Written exercise>
Emit only the lines from the line containing "the man's left" through the last line of the entries, unchanged.

The records>

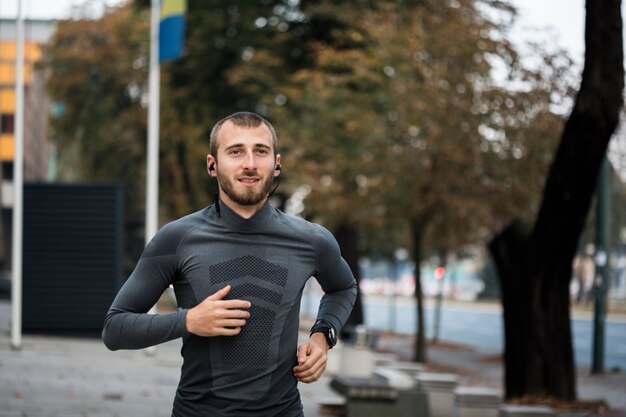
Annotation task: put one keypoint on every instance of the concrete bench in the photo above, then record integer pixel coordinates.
(526, 411)
(439, 389)
(476, 402)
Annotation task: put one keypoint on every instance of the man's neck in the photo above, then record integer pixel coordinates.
(245, 211)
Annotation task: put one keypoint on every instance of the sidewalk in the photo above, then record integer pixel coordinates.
(71, 377)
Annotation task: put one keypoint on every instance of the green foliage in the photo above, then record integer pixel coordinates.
(389, 110)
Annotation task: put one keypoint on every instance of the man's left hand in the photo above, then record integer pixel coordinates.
(312, 359)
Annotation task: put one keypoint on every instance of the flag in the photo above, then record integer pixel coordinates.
(172, 29)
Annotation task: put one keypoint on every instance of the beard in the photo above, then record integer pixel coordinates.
(246, 196)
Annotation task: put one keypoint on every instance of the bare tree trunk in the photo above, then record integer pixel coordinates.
(535, 269)
(418, 228)
(348, 239)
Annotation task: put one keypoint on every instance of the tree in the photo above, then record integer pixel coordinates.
(96, 73)
(393, 121)
(535, 266)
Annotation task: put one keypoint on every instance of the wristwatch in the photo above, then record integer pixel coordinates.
(328, 330)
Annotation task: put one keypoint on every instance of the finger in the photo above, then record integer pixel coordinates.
(310, 367)
(235, 304)
(231, 323)
(235, 314)
(225, 331)
(311, 376)
(220, 294)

Answer to this problem>
Annotation task: put one keypoint on every instance of the man's left hand in the photo above, then record integer pixel coordinates.
(312, 359)
Annotation task: put one keypoint on every instance of the flag in the photo above, then record integer pixel coordinates.
(172, 29)
Annotation task: put one keypoint on every instance of the beard in the photo above, then record integer pixel coordinates.
(246, 196)
Annotation task: put one keypoint on every instance of the bare tree trunk in the photo above, then record integer pixel coordinates.
(535, 269)
(418, 228)
(348, 239)
Annotation task: put one keypoint on every instance of the tree in the photo above, then record integer pixel coordinates.
(96, 73)
(393, 121)
(535, 266)
Annotation task: put one keypoint on every instance of the wristwatch in the photo above, then record integer pixel coordinates.
(328, 330)
Annotation task: put one keypoint on every instance of the finger in the photo above, then record integer pixel coordinates.
(310, 367)
(235, 304)
(231, 323)
(235, 314)
(225, 331)
(311, 376)
(220, 294)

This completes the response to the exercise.